● What the task requires: An exact transcription of every record below is required, with the pictures left out.

○ ○ ○ ○ ○

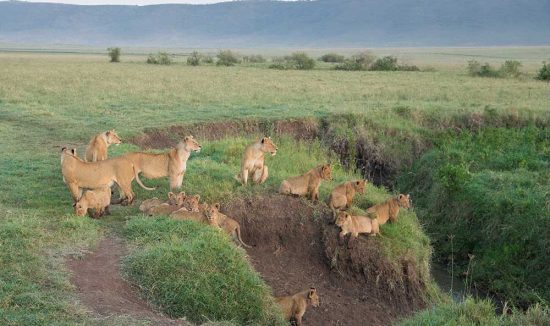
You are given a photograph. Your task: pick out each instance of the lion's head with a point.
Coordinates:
(268, 146)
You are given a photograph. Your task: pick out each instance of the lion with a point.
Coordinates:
(294, 306)
(79, 175)
(356, 225)
(342, 196)
(227, 224)
(97, 148)
(172, 164)
(252, 163)
(308, 183)
(389, 209)
(94, 202)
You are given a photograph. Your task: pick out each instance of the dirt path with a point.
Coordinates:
(102, 289)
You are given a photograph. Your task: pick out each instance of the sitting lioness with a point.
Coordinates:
(94, 202)
(97, 148)
(252, 163)
(79, 175)
(172, 164)
(356, 225)
(389, 209)
(342, 196)
(294, 306)
(308, 183)
(227, 224)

○ ○ ○ ○ ○

● Response box:
You are given a photograph. Your task: pick out each instance of the lion's head with a point.
Coordinates:
(268, 146)
You are given a photograph. Your task: pick out each instance of the lion with a point.
Coordinates:
(294, 306)
(79, 175)
(356, 225)
(342, 196)
(227, 224)
(97, 148)
(172, 164)
(252, 163)
(308, 183)
(389, 209)
(94, 202)
You are given a photograph. Your task: pick out each instance of the dirt path with a point.
Coordinates:
(102, 289)
You are given a photograph. Your task: pick out each instance of the sitting lioness with a point.
Coordinates:
(94, 202)
(97, 148)
(252, 163)
(79, 175)
(172, 164)
(356, 225)
(389, 209)
(342, 196)
(294, 306)
(308, 183)
(227, 224)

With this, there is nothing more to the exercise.